* Data entries *
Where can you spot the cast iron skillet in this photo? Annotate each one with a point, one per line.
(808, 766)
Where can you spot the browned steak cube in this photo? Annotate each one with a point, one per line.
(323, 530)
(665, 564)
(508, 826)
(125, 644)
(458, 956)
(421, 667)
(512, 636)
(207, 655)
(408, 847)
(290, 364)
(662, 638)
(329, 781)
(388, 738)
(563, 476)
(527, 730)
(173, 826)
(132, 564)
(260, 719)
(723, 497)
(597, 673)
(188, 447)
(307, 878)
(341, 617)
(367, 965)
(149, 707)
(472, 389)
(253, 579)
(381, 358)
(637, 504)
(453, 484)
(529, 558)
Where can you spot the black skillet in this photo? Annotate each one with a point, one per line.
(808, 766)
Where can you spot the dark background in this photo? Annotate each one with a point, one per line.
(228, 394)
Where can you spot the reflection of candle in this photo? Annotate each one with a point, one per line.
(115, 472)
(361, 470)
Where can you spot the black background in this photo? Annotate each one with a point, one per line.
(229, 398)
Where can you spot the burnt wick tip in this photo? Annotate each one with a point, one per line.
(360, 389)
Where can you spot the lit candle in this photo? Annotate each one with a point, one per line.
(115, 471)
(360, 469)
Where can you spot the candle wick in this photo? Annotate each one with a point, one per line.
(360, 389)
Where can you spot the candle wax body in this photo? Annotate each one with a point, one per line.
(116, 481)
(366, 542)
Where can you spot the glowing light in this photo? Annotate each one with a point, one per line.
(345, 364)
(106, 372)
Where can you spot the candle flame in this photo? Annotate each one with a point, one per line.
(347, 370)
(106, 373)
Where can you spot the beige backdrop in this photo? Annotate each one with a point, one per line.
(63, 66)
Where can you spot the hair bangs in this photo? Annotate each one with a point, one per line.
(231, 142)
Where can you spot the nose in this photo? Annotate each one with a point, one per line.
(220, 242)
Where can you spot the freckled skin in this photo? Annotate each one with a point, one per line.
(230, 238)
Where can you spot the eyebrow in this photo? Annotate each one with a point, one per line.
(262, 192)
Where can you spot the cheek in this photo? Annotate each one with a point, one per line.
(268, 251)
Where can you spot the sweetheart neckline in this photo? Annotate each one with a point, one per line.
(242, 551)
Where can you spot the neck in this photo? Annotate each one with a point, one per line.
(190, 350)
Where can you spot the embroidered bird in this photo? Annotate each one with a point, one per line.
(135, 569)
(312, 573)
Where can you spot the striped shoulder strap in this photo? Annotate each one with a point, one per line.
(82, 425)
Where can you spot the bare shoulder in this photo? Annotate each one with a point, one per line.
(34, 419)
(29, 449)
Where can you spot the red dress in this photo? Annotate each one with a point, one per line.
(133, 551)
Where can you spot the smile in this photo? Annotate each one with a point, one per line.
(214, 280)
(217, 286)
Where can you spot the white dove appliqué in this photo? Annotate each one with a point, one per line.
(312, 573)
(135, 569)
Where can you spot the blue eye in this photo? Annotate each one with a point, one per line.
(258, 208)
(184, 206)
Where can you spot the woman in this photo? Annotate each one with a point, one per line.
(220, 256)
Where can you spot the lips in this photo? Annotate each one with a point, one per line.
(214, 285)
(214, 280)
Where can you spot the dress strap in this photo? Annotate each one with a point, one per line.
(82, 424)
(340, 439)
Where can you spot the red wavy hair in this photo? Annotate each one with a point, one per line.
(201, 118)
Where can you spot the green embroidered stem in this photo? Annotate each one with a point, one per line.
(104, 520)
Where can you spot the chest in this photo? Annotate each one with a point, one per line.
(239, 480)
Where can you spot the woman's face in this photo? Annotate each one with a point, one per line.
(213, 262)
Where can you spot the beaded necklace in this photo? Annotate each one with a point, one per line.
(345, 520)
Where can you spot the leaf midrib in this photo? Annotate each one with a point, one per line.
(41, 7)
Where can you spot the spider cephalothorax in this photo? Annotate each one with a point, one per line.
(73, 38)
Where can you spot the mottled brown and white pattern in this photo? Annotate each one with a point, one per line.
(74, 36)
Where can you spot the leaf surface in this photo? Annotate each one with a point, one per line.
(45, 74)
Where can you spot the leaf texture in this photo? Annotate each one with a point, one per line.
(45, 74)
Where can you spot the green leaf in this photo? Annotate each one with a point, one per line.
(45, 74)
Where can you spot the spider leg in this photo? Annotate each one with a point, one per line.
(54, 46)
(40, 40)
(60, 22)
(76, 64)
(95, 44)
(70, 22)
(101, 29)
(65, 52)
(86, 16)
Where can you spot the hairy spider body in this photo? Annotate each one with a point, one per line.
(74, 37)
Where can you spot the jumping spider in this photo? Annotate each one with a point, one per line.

* What is asked *
The listing above must be transcribed exactly, line by line.

* Problem solution *
Where can you spot the cast iron skillet in this photo? Annotate each one with a point, one per line.
(808, 766)
Where can you spot the browned steak cube in this photo? Annotate each one with a point, one per line.
(323, 530)
(665, 564)
(508, 826)
(125, 644)
(458, 956)
(421, 667)
(512, 636)
(207, 655)
(408, 847)
(290, 364)
(662, 638)
(329, 781)
(388, 738)
(563, 476)
(527, 730)
(173, 826)
(132, 564)
(260, 719)
(723, 497)
(597, 673)
(188, 447)
(307, 878)
(341, 617)
(367, 965)
(149, 707)
(472, 389)
(253, 579)
(381, 358)
(637, 504)
(453, 484)
(529, 558)
Where can you spot the black skillet in this photo? Annotate each one with a point, one per line.
(808, 766)
Where can you spot the dark background in this photo? Annotate each one with a point, one per line.
(228, 394)
Where can you spot the reflection of candle in this photo? Annotate each one with a point, one per line.
(115, 472)
(361, 470)
Where can you spot the black background in this photo? Annotate each one with a point, one per line.
(229, 398)
Where can you spot the burnt wick tip in this photo? Annotate each one with a point, one per line.
(360, 389)
Where can you spot the lit candle in this photo? Annotate each one with a point, one per line.
(115, 471)
(360, 469)
Where can you spot the candle wick in this photo? Annotate each one with a point, one per line.
(360, 389)
Where can you spot the candle wax body in this photo? Annotate each one with a point, one per line.
(116, 481)
(366, 542)
Where can you spot the glowing light in this photo? Annotate each one with a point, one per line.
(345, 364)
(106, 372)
Where can you spot the candle flame in this photo? Annotate each one with a point, one per line.
(347, 370)
(106, 373)
Where can you spot the beige backdrop in this photo? Annotate each one with a point, one per line.
(63, 66)
Where can you spot the hair bangs in this photo? Annotate each one with a point, one per line.
(231, 142)
Where can you spot the nose in this photo? Annotate each one with a point, one per line.
(220, 242)
Where can you spot the freckled skin in this photo? Annotate each one with a point, one per line.
(230, 238)
Where can you spot the eyebrow in this photo? Annotate each one with a point, one per line.
(262, 192)
Where can you spot the cheek in this photo? Annotate each one with a point, one per line.
(268, 251)
Where can you spot the sweetheart neckline in this photo? Annotate each one with a point, one per line.
(242, 551)
Where can you spot the neck in this photo? Annotate each one with a point, one per line.
(190, 350)
Where can you spot the embroidered bird in this photo? Annotate each one with a point, one per line.
(135, 569)
(312, 573)
Where can you spot the striped shoulder strap in this photo? Annotate each one with a point, one per line.
(82, 425)
Where can you spot the bare shoulder in this photo? Annotate each one with a point, one per line.
(34, 419)
(29, 449)
Where can you spot the red dress in this photo? Annotate each one with a point, one per line.
(133, 551)
Where can you spot the smile in this photo? Annotate each one with a point, one per line.
(214, 280)
(217, 286)
Where can you spot the white dove appliqué in this photo? Annotate each one with a point, one per line.
(312, 573)
(135, 569)
Where can you spot the blue eye in this photo? Annotate each one with a point, one per line.
(258, 208)
(184, 206)
Where can you spot the woman in this photo? Annotate each one with a point, one per line.
(220, 256)
Where can you spot the lips in this photo? Annotate each one with a point, one per line.
(214, 285)
(214, 280)
Where can you spot the dress strap in this photo? Annotate each one with a point, one per line.
(82, 424)
(340, 439)
Where can you spot the red wavy hair in this photo? Annotate each one with a point, one per line.
(201, 118)
Where can you spot the green embroidered stem in this photo? Annotate each one with a point, one per line.
(104, 520)
Where can you spot the chest in this photo? Annotate each one with a point, one per line.
(239, 480)
Where can you spot the woman's face in this photo? Annotate each one with a point, one per line.
(213, 262)
Where can you spot the beaded necklace in this photo? Annotate each one with a point, one per line.
(345, 520)
Where can you spot the leaf midrib in this photo? Annotate each one with a point, one per line.
(41, 7)
Where can you spot the spider cephalothorax in this photo? Annotate each one with a point, one per line.
(73, 38)
Where can you spot the mottled brown and white pattern in this photo? Annotate each one with a point, one per line.
(74, 36)
Where can you spot the leaf surface in this photo? Annotate each one with a point, one per line.
(45, 74)
Where can you spot the leaf texture in this photo? Annotate each one with a point, one per line.
(45, 74)
Where can you spot the green leaf in this photo? Annotate each one with a point, one per line.
(45, 74)
Where can you spot the spider leg in this photo? Annotate each one with a point, one per line.
(54, 46)
(40, 40)
(60, 22)
(76, 64)
(95, 44)
(70, 22)
(101, 29)
(65, 52)
(86, 16)
Where can you spot the hairy spider body in this photo? Annotate each one with a point, one per line.
(74, 37)
Where can you spot the jumping spider in this photo? Annotate each one with a point, one per line.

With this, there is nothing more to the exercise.